## ACTIVITY
For the listing below, return the line containing "form [679, 416].", the line containing "form [305, 283].", and all lines in between, exactly as written and nothing else.

## EXERCISE MATERIALS

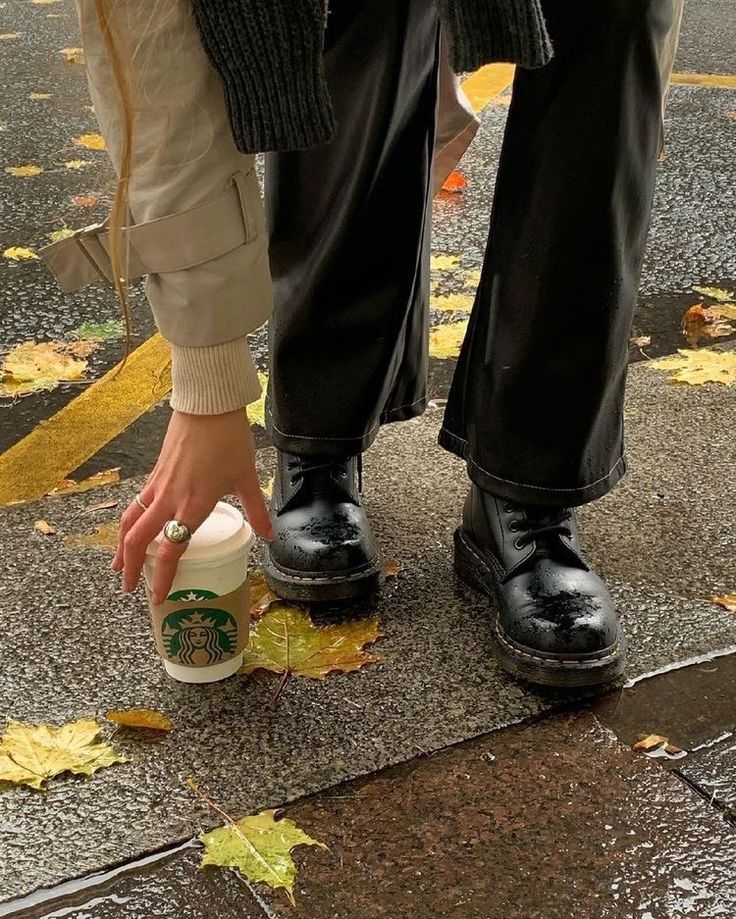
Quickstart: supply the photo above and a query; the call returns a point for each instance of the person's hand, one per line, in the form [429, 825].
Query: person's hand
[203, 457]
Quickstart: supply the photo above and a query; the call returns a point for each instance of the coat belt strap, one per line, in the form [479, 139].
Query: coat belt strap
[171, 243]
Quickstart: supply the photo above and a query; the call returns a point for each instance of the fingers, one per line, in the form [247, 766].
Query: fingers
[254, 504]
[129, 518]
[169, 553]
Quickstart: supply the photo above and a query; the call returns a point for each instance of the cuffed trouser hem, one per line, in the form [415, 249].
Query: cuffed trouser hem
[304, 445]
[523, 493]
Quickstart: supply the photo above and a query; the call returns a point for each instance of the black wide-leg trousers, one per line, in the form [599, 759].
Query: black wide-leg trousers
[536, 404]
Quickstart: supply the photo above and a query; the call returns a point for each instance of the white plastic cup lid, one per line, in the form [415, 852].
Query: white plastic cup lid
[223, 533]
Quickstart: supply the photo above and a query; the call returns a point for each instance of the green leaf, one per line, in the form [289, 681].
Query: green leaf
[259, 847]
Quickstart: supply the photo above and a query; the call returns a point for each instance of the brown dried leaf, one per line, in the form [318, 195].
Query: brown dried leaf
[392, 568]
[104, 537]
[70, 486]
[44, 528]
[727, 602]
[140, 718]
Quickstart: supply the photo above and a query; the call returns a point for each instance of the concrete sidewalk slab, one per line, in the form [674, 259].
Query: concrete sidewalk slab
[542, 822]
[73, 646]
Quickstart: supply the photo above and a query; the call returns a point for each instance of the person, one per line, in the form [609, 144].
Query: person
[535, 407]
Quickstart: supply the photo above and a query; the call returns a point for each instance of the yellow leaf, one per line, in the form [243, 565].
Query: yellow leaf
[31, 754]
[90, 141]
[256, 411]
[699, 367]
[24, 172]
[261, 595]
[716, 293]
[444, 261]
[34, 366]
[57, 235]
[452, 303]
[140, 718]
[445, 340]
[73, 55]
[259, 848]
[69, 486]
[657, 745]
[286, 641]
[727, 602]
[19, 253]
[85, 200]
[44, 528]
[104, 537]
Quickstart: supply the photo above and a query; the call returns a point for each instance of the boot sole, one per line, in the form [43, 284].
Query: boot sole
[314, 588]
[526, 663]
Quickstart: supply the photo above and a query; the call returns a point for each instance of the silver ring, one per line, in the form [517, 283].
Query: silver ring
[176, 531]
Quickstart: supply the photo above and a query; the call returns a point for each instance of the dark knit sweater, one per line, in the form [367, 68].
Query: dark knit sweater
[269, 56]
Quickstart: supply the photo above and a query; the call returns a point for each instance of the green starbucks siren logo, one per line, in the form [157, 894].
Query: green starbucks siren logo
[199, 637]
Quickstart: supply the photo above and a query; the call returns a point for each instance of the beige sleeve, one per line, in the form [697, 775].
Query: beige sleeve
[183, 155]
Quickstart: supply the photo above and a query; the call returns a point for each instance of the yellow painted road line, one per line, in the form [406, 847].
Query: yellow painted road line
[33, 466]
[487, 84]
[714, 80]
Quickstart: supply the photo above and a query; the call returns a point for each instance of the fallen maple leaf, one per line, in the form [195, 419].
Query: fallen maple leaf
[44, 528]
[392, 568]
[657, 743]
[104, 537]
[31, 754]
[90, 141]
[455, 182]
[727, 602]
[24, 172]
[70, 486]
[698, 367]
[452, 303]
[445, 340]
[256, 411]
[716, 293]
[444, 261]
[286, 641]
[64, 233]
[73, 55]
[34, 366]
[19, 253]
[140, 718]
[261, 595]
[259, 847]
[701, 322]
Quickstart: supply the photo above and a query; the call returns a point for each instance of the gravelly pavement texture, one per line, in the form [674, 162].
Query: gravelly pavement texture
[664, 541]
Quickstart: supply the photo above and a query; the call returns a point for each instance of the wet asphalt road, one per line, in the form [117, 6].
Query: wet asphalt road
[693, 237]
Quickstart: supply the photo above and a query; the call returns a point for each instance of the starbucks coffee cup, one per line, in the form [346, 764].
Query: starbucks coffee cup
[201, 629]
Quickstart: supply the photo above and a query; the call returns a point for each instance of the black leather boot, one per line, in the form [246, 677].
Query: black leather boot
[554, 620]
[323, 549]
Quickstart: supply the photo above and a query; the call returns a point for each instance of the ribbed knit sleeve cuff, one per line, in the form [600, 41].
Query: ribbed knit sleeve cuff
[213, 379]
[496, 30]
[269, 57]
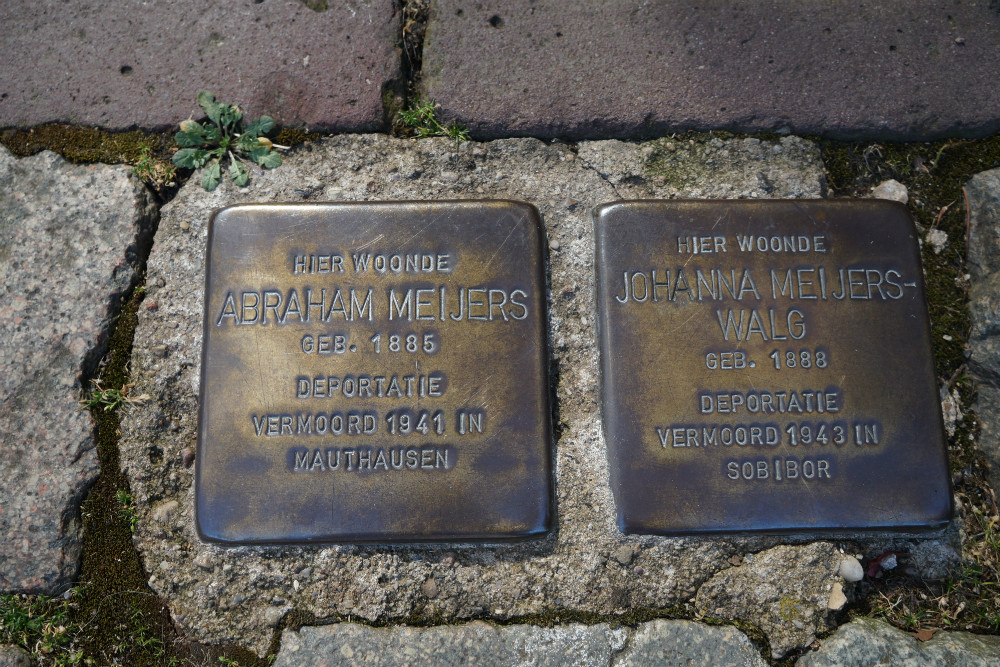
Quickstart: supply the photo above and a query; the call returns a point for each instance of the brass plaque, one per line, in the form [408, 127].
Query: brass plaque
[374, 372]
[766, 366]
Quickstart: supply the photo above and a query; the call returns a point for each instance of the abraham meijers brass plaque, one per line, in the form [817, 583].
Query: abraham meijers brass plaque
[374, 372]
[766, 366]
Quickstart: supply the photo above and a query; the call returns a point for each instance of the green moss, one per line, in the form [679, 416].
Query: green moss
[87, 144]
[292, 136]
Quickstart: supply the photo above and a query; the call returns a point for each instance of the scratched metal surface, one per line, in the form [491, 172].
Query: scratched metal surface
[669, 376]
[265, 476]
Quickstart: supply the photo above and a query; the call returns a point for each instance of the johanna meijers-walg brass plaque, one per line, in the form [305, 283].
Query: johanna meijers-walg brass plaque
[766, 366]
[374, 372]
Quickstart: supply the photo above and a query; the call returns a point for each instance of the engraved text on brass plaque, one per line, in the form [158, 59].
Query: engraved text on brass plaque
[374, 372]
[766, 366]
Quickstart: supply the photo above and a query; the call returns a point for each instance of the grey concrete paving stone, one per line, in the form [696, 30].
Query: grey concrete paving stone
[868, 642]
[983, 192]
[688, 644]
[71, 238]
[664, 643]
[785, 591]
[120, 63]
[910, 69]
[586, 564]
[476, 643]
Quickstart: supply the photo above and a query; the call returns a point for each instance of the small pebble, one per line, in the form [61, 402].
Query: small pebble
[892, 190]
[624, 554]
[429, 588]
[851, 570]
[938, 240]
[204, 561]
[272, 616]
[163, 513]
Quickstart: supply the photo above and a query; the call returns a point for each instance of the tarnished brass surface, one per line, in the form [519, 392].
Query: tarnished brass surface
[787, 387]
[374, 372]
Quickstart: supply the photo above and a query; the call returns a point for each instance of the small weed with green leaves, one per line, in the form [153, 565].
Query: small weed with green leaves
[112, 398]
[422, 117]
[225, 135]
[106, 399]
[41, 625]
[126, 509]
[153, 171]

## FINISHED TASK
Quickstart: supply the photo above and a query; the call returns a point for each instance of the green moss, one per line, in the form [679, 416].
Query: green moss
[87, 144]
[292, 136]
Quickstart: supply the photo above and a query; the call returns a point for each instance of the scratched metal surface, one per line, in the form [491, 172].
Query: scratched metal surface
[669, 376]
[265, 476]
Quickstart: supply the photo above and a query; the call returns a point for each instance of the johanna meijers-walg brass plaque, one per line, in the form [305, 283].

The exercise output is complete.